▶ Instruction: From the Royal Peak Lighting dealer terms, copy word for word the passage from "Guidance is not" to "from such reliance.".

▶ Text passage:
☆ ☆ ☆ ☆ ☆ ☆ ☆
By checking the box at checkout, you acknowledge that you have read, understand, and agree to be legally bound by the Dealer Terms & Conditions.

Royal Peak Lighting Terms & Conditions "Agreement"

1. Independent Relationship; No Control

Dealer is an independent contractor and not an agent, employee, partner, joint venturer, fiduciary, or representative of RPL. Nothing in this Agreement creates any franchise, fiduciary, partnership, joint venture, or employment relationship.

Dealer retains sole and exclusive control over:


  • Pricing, labor, hiring, supervision, and training

  • Jobsite safety and OSHA compliance

  • Installation methods, scheduling, and operations

  • Licensing, tax, and employment compliance

Dealer has no authority to bind or speak for RPL in any manner.

2. No Responsibility for Dealer Conduct

RPL disclaims all liability for Dealer’s acts, omissions, negligence, misconduct, or business decisions, including but not limited to:


  • Installation errors or product misuse

  • Property damage, personal injury, or death

  • Code, permitting, or regulatory violations

  • Customer disputes, chargebacks, or lawsuits

Dealer assumes full responsibility and liability for all such outcomes.

3. Educational & Technical Materials – Use at Own Risk

All training, manuals, drawings, specifications, demonstrations, verbal or written guidance (“Guidance”) are provided solely for general informational purposes and do not constitute electrical, engineering, construction, safety, or professional advice.

Guidance is not site-specific, may be incomplete or outdated, and does not replace licensed contractor judgment.

Dealer expressly acknowledges that any reliance on Guidance is entirely at Dealer’s own risk, and RPL shall have no liability whatsoever arising from such reliance.

3A. Assumption of Risk

Dealer knowingly and voluntarily assumes all risks associated with product installation and use, including but not limited to fire, shock, code violations, property damage, equipment failure, personal injury, or death.

3B. No Duty to Supervise or Inspect

RPL has no duty to supervise, inspect, verify compliance, or update any Guidance. Dealer bears sole and continuous responsibility for remaining current with all applicable laws, codes, and safety standards.

4. Legal & Regulatory Compliance

Dealer is solely responsible for:


  • All licensing, permits, and inspections

  • Electrical, building, labor, tax, and safety compliance

  • Determining product suitability and environmental conditions

RPL makes no representation regarding Dealer’s legal eligibility to perform installations or electrical work.

5. Limited Warranty Disclaimer

RPL warrants its products only against manufacturing defects under a separate written warranty policy.

The warranty does not cover improper installation, unauthorized modifications, misuse, environmental exposure, negligence, or handling damage.

If RPL ceases operations, warranty obligations survive only to the minimum extent required by applicable law and only against remaining business assets, if any.

6. Limitation of Liability

To the fullest extent permitted by law, RPL’s total liability shall be limited to the purchase price of the specific product giving rise to the claim. RPL shall not be liable for incidental, consequential, or special damages, lost profits, business interruption, property damage, personal injury, regulatory penalties, or third-party claims.
☆ ☆ ☆ ☆ ☆ ☆ ☆
▶ Given data:
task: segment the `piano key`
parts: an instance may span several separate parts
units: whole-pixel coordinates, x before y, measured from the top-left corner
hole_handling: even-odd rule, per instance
☆ ☆ ☆ ☆ ☆ ☆ ☆
▶ Task solution:
Guidance is not site-specific, may be incomplete or outdated, and does not replace licensed contractor judgment.

Dealer expressly acknowledges that any reliance on Guidance is entirely at Dealer’s own risk, and RPL shall have no liability whatsoever arising from such reliance.